## Begin Extracted information
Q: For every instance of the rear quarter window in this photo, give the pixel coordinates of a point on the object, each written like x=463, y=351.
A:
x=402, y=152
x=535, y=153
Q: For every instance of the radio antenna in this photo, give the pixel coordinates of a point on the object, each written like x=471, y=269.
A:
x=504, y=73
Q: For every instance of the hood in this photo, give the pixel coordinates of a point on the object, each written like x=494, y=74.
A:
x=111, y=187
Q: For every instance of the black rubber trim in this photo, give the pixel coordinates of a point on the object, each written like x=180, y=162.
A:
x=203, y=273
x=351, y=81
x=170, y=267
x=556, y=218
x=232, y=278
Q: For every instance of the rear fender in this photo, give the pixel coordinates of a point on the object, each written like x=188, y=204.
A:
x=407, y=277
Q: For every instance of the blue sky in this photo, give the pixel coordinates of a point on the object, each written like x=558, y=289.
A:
## End Extracted information
▸ The problem: Write out again, unchanged, the lines from the one containing "Q: For every instance of the rear fender" through the last line above.

▸ Exercise result:
Q: For every instance of the rear fender in this photo, give the pixel coordinates of a point on the object, each written like x=188, y=204.
A:
x=407, y=277
Q: For every instance of the blue sky in this photo, give the pixel coordinates of a point on the object, each written like x=558, y=289.
A:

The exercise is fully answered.